* Aim *
Extract the records below word for word and ignore the images.

* Material to process *

▼

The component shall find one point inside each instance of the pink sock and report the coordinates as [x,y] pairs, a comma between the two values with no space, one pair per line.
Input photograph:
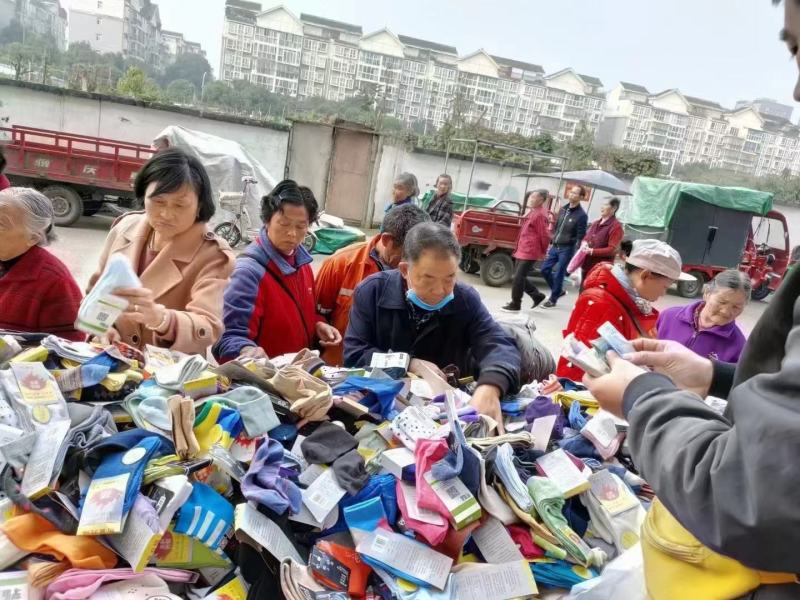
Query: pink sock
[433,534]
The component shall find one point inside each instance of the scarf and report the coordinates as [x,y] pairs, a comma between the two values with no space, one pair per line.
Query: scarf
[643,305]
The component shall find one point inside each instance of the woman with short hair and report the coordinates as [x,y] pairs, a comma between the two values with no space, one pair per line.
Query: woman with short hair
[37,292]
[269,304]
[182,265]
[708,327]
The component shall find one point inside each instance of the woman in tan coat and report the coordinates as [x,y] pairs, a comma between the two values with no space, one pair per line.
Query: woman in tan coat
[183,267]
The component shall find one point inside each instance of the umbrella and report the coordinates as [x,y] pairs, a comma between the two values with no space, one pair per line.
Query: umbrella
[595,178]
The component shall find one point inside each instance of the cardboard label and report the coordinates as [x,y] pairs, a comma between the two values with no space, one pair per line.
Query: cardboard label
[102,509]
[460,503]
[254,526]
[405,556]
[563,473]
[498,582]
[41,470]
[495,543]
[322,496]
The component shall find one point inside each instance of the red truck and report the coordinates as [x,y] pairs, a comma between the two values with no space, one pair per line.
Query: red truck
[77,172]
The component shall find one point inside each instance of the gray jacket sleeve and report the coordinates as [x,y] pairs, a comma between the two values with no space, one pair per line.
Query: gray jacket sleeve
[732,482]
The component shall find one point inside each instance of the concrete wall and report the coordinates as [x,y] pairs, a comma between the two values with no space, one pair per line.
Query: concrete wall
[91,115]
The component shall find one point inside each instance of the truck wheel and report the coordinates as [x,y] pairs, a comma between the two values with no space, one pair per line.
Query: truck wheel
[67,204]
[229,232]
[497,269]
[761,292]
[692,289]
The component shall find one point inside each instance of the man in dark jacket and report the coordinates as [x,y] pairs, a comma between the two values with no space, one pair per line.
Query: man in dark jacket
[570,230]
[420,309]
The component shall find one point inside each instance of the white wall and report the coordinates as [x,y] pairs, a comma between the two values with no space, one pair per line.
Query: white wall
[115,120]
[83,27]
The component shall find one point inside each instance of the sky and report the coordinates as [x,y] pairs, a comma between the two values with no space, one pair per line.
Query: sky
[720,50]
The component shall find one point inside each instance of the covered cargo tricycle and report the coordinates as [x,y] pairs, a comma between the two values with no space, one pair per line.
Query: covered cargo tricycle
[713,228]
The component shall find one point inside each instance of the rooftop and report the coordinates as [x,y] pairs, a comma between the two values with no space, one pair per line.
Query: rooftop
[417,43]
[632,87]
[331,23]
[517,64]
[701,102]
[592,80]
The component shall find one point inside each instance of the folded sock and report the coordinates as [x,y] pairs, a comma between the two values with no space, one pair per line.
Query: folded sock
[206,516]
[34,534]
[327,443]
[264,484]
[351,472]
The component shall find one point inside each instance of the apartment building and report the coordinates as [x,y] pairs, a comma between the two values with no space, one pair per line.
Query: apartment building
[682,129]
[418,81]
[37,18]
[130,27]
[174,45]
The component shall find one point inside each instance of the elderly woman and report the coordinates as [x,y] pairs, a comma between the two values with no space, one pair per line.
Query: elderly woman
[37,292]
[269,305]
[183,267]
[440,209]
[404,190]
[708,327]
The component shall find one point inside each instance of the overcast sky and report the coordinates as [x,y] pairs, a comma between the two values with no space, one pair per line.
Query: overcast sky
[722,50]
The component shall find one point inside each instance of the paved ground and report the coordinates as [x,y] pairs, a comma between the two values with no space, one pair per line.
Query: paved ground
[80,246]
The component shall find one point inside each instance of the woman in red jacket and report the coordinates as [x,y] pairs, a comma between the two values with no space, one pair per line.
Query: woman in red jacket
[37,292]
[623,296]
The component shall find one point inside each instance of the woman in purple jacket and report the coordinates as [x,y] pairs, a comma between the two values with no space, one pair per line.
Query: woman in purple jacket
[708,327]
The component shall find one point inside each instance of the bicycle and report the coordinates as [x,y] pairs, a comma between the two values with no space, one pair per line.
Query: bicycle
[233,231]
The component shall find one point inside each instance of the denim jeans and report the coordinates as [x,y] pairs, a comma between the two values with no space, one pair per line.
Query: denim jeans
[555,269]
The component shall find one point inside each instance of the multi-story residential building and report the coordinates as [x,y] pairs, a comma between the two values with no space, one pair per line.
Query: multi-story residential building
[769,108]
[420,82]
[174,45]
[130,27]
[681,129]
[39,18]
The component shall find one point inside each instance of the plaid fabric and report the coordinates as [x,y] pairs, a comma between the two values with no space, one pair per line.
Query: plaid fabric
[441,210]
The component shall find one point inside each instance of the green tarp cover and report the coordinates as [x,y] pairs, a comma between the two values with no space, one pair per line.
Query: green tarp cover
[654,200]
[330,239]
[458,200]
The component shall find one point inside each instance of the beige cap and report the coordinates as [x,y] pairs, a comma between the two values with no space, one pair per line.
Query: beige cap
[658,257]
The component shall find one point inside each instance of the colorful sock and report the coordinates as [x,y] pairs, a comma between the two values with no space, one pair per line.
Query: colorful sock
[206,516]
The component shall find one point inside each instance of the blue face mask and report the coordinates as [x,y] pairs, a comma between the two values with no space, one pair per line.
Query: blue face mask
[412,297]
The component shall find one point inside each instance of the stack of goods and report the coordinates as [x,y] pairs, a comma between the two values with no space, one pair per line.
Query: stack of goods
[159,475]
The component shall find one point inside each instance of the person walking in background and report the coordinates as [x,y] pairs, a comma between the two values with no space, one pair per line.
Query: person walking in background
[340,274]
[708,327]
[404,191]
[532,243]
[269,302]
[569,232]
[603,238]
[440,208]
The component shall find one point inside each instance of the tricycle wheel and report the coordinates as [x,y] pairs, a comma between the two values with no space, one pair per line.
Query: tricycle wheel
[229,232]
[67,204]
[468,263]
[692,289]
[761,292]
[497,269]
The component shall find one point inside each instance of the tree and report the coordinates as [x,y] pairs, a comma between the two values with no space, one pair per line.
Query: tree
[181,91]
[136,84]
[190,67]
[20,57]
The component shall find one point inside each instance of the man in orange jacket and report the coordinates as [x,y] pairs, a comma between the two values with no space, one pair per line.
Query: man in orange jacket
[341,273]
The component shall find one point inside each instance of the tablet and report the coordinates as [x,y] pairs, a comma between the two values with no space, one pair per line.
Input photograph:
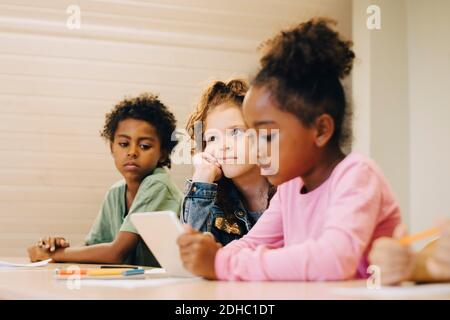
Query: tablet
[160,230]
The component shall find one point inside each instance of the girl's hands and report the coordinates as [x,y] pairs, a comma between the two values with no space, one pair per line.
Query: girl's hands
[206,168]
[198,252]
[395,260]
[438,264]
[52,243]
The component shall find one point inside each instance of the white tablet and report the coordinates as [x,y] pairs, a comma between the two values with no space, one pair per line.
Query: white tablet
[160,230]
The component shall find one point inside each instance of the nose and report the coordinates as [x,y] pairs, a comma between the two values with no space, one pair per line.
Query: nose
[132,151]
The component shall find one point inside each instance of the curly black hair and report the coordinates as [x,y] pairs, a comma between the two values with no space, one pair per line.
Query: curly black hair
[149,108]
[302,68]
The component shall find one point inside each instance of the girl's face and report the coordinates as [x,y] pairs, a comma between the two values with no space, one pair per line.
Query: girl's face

▲

* Output of the task *
The component shall find one point inside each instance of the pink sock and report the coordinates as [x,y] pairs, a comma between the two values with no space, one pair per line.
Input photograph:
Query: pink sock
[433,534]
The component shall find one point inside each instance of the scarf and report the coordinates as [x,y] pairs, a comma between the two values with no space, one pair per line.
Query: scarf
[643,305]
The component shall find one point inside each instance of the woman with short hair and report the coordinates as [x,y] pairs, a comma between the two values with no space, one pair per line.
Query: woman with short hair
[37,292]
[269,304]
[182,265]
[708,327]
The component shall find one point inside each instance of the woman in tan coat and report the coordinates as [x,y] pairs, a comma between the two values with no space, one pair per line.
Query: woman in tan coat
[183,267]
The component shall find one point inside each instance of the umbrella and report the coordinates as [x,y] pairs, a comma between the two values with no space, one pair per line.
Query: umbrella
[595,178]
The component shall find one point inside each instance of the cardboard label and report the coordinates as [x,y] pairs, a comma between the two values with no space, one pair per line.
Query: cardboard label
[102,509]
[460,503]
[254,526]
[405,556]
[563,473]
[498,582]
[41,470]
[495,543]
[322,496]
The component shall find one point inside each instance of the red truck and report the coordinates as [x,y] pairs, a comma between the two values with no space, one pair per line.
Query: red truck
[77,172]
The component shall find one point inside each instance of the gray jacket sleeve and report the coordinates as [x,y] pairs, a comma between the two values with no space, one pair per line.
Query: gray jacket sleeve
[732,482]
The component shall find one point inside each instance of the concrete wall and report the coordinates as [x,y] pairs, a comma between the two values with no space, one pair per line.
Query: concrete wall
[91,115]
The component shall find one point inside each instance of the truck wheel and report the coordinates as [x,y] pairs, a comma between the two values with no space, one pair per line.
Query: truck wheel
[67,204]
[229,232]
[497,269]
[761,292]
[692,289]
The component shall find one point inside each instance of the man in dark jacket and report the coordinates as [x,y] pairs, a comma between the two values with no space, one pair per line.
Query: man in dark jacket
[570,230]
[420,309]
The component shall find one point inside each instance of the white wall and report the coordinates as [x,y] pairs, a comma between the two values with no space, one pair per line.
Query: white wall
[115,120]
[83,27]
The component shall find one point inside each instance of the sky and report the coordinates as [x,y] pairs, a comma between the two values with no space, one pair per line.
Query: sky
[720,50]
The component shall find one point inside each instance of the covered cargo tricycle and report the coordinates as [x,y] pairs, a comma between the two values with no space, one pair per line.
Query: covered cargo tricycle
[713,228]
The component shall find one point inside each instance of the rooftop and report the coordinates as [x,y] pairs, a comma between the two values with no space, one pair per line.
Query: rooftop
[417,43]
[632,87]
[331,23]
[517,64]
[701,102]
[592,80]
The component shall find one point inside each instance of the folded sock and report the coordinates as [x,y] pairs, a comma between the two values with no space, one pair per line.
Query: folded sock
[206,516]
[34,534]
[327,443]
[264,484]
[351,472]
The component shall find one point inside each instance of the apartment building and report the coordinates as [x,y] pairs, a comma between the two values with no space, one pair per line.
Query: apartment building
[682,129]
[418,81]
[37,18]
[130,27]
[174,45]
The component shall find one point inside each instance of the elderly woman and report the coordinates as [x,y] pairs, a comma between the two values with no space, one pair per line.
Query: elderly woman
[37,292]
[269,305]
[183,267]
[440,209]
[404,190]
[708,327]
The component shall find one point inside each instance of the overcast sky and report the coordinates as [x,y] pairs, a comma between the two values with no space, one pair per line.
Query: overcast sky
[722,50]
The component shall find one point inside each instance of the paved ground and report the coordinates as [x,y] pairs, a comma between the two values with no space, one pair per line.
Query: paved ground
[80,246]
The component shall find one point inside each instance of the woman in red jacket and report the coordinates as [x,y] pairs, a comma between the two values with no space, one pair per line.
Query: woman in red jacket
[37,292]
[623,296]
The component shall find one point inside each instance of the woman in purple jacket and report the coordinates as [x,y] pairs, a comma between the two values with no space, one pair per line.
Query: woman in purple jacket
[708,327]
The component shall find one point inside each instance of the bicycle and report the coordinates as [x,y] pairs, a comma between the two values with no space, one pair per line.
Query: bicycle
[233,231]
The component shall find one point inside each instance of the denim jeans and report the coordinates as [x,y] pairs, a comma between the two values with no space, one pair per line.
Query: denim jeans
[555,269]
The component shall find one point inside each instance of the multi-story residential building and report the coordinates as [x,y] pairs, a comma between the two values with no space, one pair per line.
Query: multi-story residential building
[769,108]
[420,82]
[174,45]
[130,27]
[681,129]
[39,18]
The component shall find one point inside each instance of the plaid fabric and report the coordinates as [x,y] pairs, a comma between the two values with no space, one pair per line.
Query: plaid fabric
[441,210]
The component shall find one point inside each instance of the green tarp cover and report the coordinates as [x,y] pairs, a comma between the two values with no space, one pair per line.
Query: green tarp cover
[654,200]
[330,239]
[458,200]
The component shall find one point inside each instance of the beige cap and report the coordinates as [x,y] pairs, a comma between the two values with no space, one pair per line.
Query: beige cap
[658,257]
The component shall find one point inside each instance of the colorful sock and report the coordinates as [x,y] pairs, a comma between the two values with no space, one pair per line.
Query: colorful sock
[206,516]
The component shall find one point inside each instance of the blue face mask and report the coordinates as [x,y] pairs, a comma between the two values with no space, one pair per line.
Query: blue face mask
[412,297]
The component shall find one point inside each instance of the stack of goods and report the coordinates as [x,y] pairs, a comma between the two values with no space, one pair per line.
Query: stack of goods
[159,475]
The component shall find one point inside each instance of the person walking in background and report the coordinates as [x,y] pairs, a comma between the two values with no space, one pair per line.
Query: person walking in background
[340,274]
[708,327]
[404,191]
[532,243]
[269,302]
[569,232]
[603,238]
[440,208]
The component shall find one point inside each instance of the tricycle wheel and report the coordinates as [x,y] pairs, a comma between the two values with no space, one pair per line.
Query: tricycle wheel
[229,232]
[67,204]
[468,263]
[692,289]
[761,292]
[497,269]
The component shall find one point inside each instance of the tree and report the coordinates as [x,y] pairs, a comma between the two values with no space, one pair per line.
Query: tree
[181,91]
[136,84]
[190,67]
[20,57]
The component shall find one point inside each instance of the man in orange jacket and report the coordinates as [x,y] pairs, a comma between the two values with no space, one pair per line.
Query: man in orange jacket
[341,273]
The component shall find one point inside each instance of the tablet and report the coordinates as [x,y] pairs, a comma between the two values with no space, one pair per line.
Input photograph:
Query: tablet
[160,230]
The component shall find one point inside each instance of the girl's hands and report the coordinates as [x,y] pairs, a comma between the two values with no space, one pair per line.
Query: girl's hands
[206,168]
[198,252]
[395,260]
[438,264]
[52,243]
The component shall find one point inside each instance of the white tablet and report the coordinates as [x,y] pairs, a comma between the two values with no space, one pair per line.
Query: white tablet
[160,230]
The component shall find one point inside each instance of the nose and report the coordinates as [x,y] pairs, a comma between the two values with no space, one pair per line.
Query: nose
[132,151]
The component shall find one point inside each instance of the curly black hair and report the coordinates as [x,y] pairs, a comma between the two values with no space, one pair per line.
Query: curly black hair
[149,108]
[302,68]
The component shall find one point inside each instance of the girl's face and report the coordinates as [x,y] pairs, a comma between the two values with no space, one pair per line.
Query: girl's face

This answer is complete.